• _TEXT EXCERPT_:
────────────────────

You can and should use smaller wheels for a winter application.   You want thicker sidewalls to deal with all the pot holes.   For a small car like a Mazda 3, you really don't need to go narrower.   On a car with wide performance tires, you want to go narrower so the tire doesn't float up on the snow.   The key is that you don't want to change the diameter of the tire very much.  If you google "tire size calculator", there are several online calculators.   From that, you can figure out the correct tire to use for a smaller rim and a narrower width.


----------



## deadheadskier (Dec 9, 2009)

The seller has agreed to let me pick them up and bring them home to try on the wife's car tonight.  If they fit, I think I got a really good deal.  $395 for half season used Dunlop snows with steel rims.


----------



## WJenness (Dec 9, 2009)

That is a pretty good deal...

Let us know how it works out.

-w


----------



## Puck it (Dec 9, 2009)

deadheadskier said:


> The seller has agreed to let me pick them up and bring them home to try on the wife's car tonight. If they fit, I think I got a really good deal. $395 for half season used Dunlop snows with steel rims.


 
Not bad reviews.  

http://www.tirerack.com/tires/tires...e&partnum=055HR6WS3D&fromCompare1=yes&wTire=3

I am not a big fan of Dunlop.  I had Grandtreks on the FJ and were fine the first year but were not good in the snow the second year.  I did get 50K out of them though.  I have Toyo AT Open Country now.


----------



## deadheadskier (Dec 9, 2009)

In general, I'm not ultra picky, the wife even less.  I have Firestone winterforces on my car and they did just fine today.  They've got about 20K miles on them and I think I should be able to get at least another 20K more out of them.


----------



## Philpug (Dec 9, 2009)

I have bought (and sold) the last couple of sets of snows I have used....great deals to be found. I will do the same when I get my Jetta.


----------



## madman (Dec 9, 2009)

Got a pair of rims and tires off a Volvo 850 and tried to mount them on my Daughters 940 but the rims did not clear the Disc Calipers. They were almost socked down before they hit and it would have been easy to crank them down and do damage if someone was to mount and drive without checking first.


----------



## deadheadskier (Dec 11, 2009)

Had the tires mounted yesterday, they fit fine.  I wonder if most Asian manufacturers use the 5 x 114.3 bolt pattern on sedans.

Looking forward to the next snow storm to test out their performance


----------



## Philpug (Dec 11, 2009)

────────────────────

• _ROWS_:
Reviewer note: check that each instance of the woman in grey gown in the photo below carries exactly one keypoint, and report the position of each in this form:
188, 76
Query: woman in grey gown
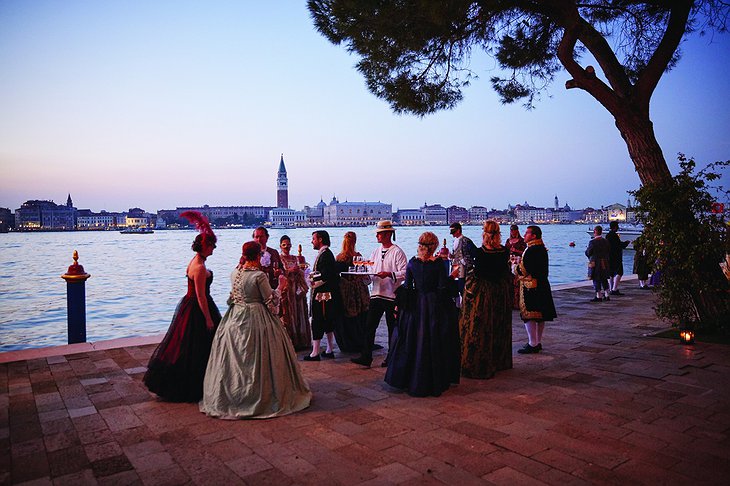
252, 370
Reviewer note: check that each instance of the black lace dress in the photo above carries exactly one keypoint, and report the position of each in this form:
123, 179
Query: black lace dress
177, 367
424, 360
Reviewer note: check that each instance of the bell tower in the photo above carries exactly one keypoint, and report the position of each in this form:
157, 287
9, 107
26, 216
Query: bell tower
282, 186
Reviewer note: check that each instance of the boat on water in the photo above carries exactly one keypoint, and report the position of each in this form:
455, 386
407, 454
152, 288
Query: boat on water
627, 232
137, 231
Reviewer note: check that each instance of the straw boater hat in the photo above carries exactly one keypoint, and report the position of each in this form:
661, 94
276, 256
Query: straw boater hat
385, 225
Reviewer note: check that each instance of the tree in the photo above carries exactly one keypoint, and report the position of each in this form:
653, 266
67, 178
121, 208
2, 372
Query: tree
415, 54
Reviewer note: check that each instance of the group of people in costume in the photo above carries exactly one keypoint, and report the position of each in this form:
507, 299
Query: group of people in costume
448, 313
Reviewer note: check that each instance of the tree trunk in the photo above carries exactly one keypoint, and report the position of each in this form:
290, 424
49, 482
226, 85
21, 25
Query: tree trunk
637, 131
644, 150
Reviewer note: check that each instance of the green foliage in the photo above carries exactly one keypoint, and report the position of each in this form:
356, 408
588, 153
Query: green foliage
687, 243
415, 54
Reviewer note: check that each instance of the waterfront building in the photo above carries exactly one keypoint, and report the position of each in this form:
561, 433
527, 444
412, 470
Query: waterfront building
566, 214
282, 186
478, 214
7, 220
218, 215
615, 212
315, 214
287, 218
87, 219
524, 213
139, 218
501, 217
591, 215
356, 213
434, 214
456, 214
409, 217
45, 215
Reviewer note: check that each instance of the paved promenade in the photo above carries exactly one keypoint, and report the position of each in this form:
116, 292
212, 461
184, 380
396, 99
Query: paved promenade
602, 404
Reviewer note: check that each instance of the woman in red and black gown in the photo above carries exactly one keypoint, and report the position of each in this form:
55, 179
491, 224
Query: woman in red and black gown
177, 367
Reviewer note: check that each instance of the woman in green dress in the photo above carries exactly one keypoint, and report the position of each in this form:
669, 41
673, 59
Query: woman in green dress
252, 371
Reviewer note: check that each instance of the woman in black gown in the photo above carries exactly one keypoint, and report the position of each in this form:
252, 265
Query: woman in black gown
177, 367
424, 360
350, 329
486, 317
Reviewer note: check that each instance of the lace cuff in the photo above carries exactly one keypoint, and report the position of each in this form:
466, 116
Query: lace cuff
272, 303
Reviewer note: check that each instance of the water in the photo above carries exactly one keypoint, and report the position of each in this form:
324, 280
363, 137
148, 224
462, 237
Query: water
137, 280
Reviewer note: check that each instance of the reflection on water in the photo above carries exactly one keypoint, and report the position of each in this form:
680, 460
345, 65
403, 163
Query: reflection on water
137, 280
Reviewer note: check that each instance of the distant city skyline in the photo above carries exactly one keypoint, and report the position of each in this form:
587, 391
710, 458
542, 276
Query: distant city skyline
161, 104
314, 203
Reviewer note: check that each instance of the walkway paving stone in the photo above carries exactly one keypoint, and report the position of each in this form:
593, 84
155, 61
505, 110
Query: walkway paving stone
604, 403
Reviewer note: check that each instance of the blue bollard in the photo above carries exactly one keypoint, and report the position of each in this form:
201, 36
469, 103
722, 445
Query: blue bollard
75, 279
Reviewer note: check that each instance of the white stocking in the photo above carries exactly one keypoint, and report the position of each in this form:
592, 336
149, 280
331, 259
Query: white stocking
330, 341
531, 328
315, 348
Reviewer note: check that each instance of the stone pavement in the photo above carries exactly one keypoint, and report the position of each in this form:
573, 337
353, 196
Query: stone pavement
602, 404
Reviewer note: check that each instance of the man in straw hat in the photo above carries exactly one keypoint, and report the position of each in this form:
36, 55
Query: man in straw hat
389, 268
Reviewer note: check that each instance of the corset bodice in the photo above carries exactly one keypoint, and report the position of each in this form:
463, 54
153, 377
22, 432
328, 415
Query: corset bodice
246, 286
191, 285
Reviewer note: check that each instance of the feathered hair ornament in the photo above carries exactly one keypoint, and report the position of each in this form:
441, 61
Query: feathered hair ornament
206, 236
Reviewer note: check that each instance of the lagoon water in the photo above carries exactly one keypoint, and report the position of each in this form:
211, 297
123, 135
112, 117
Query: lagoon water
137, 280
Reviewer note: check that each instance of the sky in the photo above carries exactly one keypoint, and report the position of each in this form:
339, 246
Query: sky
160, 104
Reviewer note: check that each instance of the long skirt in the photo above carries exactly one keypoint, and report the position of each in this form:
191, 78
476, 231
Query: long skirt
485, 327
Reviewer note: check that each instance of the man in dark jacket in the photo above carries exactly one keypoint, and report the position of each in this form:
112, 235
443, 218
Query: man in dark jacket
536, 298
615, 257
325, 305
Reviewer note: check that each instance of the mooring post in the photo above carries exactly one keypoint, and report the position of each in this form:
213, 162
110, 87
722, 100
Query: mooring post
75, 279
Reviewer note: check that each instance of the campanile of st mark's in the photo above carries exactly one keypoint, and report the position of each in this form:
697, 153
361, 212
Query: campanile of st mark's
282, 186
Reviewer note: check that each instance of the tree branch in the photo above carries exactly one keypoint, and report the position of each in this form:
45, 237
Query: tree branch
584, 78
649, 77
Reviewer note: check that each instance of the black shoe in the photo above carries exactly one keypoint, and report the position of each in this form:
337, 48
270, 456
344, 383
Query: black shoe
527, 349
362, 361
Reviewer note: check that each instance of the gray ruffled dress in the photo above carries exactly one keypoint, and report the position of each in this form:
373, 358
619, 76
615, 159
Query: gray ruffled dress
252, 370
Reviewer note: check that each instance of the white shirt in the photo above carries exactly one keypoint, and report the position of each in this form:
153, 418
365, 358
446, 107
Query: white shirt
392, 260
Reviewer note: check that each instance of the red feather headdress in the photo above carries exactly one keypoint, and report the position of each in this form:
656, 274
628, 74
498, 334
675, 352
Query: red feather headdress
201, 224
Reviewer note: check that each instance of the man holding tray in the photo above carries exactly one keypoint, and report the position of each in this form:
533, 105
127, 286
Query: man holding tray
389, 272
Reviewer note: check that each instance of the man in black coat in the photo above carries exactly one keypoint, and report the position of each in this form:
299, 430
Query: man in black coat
615, 257
325, 301
536, 298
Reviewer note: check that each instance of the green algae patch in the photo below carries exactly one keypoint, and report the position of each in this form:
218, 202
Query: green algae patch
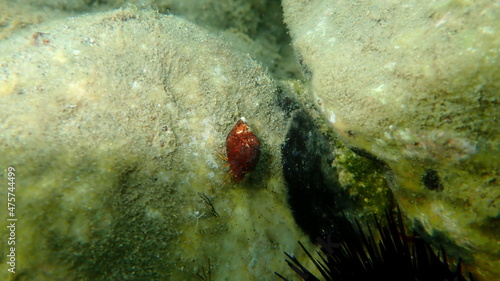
113, 123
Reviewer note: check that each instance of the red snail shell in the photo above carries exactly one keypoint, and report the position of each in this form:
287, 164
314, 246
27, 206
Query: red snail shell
243, 149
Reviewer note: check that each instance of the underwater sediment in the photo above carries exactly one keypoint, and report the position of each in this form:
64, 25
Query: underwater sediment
116, 124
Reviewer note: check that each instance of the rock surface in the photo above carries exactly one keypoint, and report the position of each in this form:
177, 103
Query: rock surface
113, 123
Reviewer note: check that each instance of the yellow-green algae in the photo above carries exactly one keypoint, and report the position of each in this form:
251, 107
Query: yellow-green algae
416, 84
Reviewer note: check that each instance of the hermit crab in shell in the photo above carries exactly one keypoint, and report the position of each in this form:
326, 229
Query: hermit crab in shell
243, 150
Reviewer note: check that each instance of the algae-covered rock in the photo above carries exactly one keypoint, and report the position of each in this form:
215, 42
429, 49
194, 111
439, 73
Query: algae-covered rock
417, 85
113, 123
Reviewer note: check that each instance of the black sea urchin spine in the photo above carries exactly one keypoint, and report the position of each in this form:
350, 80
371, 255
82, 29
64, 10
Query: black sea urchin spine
393, 257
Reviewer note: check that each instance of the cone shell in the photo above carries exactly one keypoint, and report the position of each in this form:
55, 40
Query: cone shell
243, 150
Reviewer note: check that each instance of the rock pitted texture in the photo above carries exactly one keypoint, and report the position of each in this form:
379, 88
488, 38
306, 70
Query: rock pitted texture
417, 85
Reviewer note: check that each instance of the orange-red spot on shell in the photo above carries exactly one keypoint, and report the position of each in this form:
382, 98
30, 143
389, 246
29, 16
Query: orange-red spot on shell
243, 150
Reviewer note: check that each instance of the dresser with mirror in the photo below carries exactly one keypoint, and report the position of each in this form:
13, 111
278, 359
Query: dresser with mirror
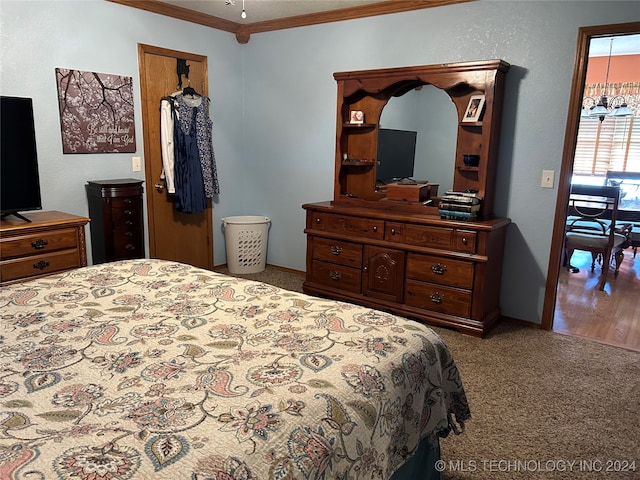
368, 247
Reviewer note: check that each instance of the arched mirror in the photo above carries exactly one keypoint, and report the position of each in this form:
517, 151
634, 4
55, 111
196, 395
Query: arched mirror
431, 114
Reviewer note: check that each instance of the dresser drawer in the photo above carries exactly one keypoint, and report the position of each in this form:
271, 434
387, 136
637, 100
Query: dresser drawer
38, 243
444, 271
464, 241
37, 265
336, 276
336, 251
348, 225
438, 298
420, 235
126, 214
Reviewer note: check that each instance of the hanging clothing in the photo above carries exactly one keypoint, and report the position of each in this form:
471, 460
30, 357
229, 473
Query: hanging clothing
203, 127
189, 185
166, 143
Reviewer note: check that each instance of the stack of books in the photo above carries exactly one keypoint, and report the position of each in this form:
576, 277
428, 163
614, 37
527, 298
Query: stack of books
459, 205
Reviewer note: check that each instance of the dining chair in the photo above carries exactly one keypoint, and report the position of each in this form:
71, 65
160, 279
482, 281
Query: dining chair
591, 226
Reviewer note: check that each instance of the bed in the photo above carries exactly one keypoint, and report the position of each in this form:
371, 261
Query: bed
150, 369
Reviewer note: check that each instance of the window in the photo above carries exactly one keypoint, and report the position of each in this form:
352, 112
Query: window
613, 144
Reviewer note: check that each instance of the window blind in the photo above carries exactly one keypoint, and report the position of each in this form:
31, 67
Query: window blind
613, 144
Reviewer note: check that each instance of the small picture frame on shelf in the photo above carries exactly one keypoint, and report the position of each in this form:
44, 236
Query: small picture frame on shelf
474, 109
356, 116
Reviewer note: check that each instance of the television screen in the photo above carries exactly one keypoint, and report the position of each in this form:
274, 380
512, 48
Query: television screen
19, 179
396, 154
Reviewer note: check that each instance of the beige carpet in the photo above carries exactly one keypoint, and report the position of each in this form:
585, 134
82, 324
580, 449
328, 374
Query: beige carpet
543, 405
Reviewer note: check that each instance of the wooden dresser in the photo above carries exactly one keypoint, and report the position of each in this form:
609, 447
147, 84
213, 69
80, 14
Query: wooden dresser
440, 271
402, 254
52, 242
117, 229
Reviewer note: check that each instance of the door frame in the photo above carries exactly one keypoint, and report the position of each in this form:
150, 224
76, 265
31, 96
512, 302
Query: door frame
585, 34
144, 49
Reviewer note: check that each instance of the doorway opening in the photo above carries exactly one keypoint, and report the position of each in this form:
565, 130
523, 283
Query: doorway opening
611, 313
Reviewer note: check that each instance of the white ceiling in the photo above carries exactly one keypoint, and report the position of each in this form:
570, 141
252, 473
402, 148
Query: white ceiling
263, 10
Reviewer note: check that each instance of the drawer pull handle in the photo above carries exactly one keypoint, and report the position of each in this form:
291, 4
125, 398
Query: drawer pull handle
439, 269
39, 244
41, 265
436, 297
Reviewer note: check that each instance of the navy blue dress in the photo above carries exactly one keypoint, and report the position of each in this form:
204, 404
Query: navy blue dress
190, 195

────────────────────

• _INSTRUCTIONS_:
• A. Pick out each line of the listing that contains the string "campanile", treating uppercase and lowercase letters as different.
• B. Write the next part of the forum thread about winter tires, picking up after its final line.
The forum thread about winter tires and the listing are unrelated to each other.

• _TASK-BY-TASK RESULTS_:
• A.
Reviewer note: check that each instance of the campanile of st mark's in the photo above carries exactly one keypoint, and report the position of each in this form:
Query: campanile of st mark's

• B.
deadheadskier said:


> Had the tires mounted yesterday, they fit fine.  I wonder if most Asian manufacturers use the 5 x 114.3 bolt pattern on sedans.
> 
> Looking forward to the next snow storm to test out their performance



Subies are 5x100, Some Toyotas are 5x112


----------



## deadheadskier (Dec 11, 2009)

like cell phone power adapters, wouldn't it be much easier if they all had to have the same configuration?

I mean really.  What's the benefit of a 5x100 vs. a 5x112 vs. a 5x114.3?

I could see how a larger truck might benefit from having more bolts, but within classes they all should be the same in my opinion.   

The only reason why the guy I bought the tires off of was selling them is because when he sold his Acura TL sedan, the buyer didn't want the snows and they didn't fit on his new BMW sedan.


----------



## ctenidae (Dec 11, 2009)

Added annoyance wrinkle these days is tire pressure sensors.
Bought snows from a guy who had them on a 2-year old Merc, from before sensors were mandated. On nice rims, and everything. Now, I'm going to have to go all winter with the tire sensor warning light on. Or spend $400 on sensors, and have them installed in the rims. Probably not worth it.


----------



## roark (Dec 11, 2009)

tire sensors are one of the dumbest "features" on cars these days. I've yet to have a vehicle with them and will avoid like the plague. "Maintence required" lights are almost as bad. (ETA but can usually be reset pretty easily - just annoying)


----------



## bvibert (Dec 11, 2009)

deadheadskier said:


> like cell phone power adapters, wouldn't it be much easier if they all had to have the same configuration?
> 
> I mean really.  What's the benefit of a 5x100 vs. a 5x112 vs. a 5x114.3?
> 
> ...



I think VW's are pretty much all 5x112 now, but there was a time when some models were 5x100 (Jettas and Golfs), while others were 5x112 (Passats).  There's other factors to take into account too, like mentioned above; the offset will differ from manufacturer to manufacturer.  It may not differ enough to notice a difference, but it could cause rubbing on the body work or suspension components.  Even without rubbing a different offset wheel could affect the handling, or in extreme cases the life span of wheel bearings and suspension components.  There's also the center bore of the wheel to consider, it should fit nicely over the hub of the car to keep the wheel centered while tightening the lug nuts.


----------



## bvibert (Dec 11, 2009)

roark said:


> tire sensors are one of the dumbest "features" on cars these days.



Agreed!


----------



## Glenn (Dec 11, 2009)

bvibert said:


> Agreed!




x2.


----------



## ctenidae (Dec 11, 2009)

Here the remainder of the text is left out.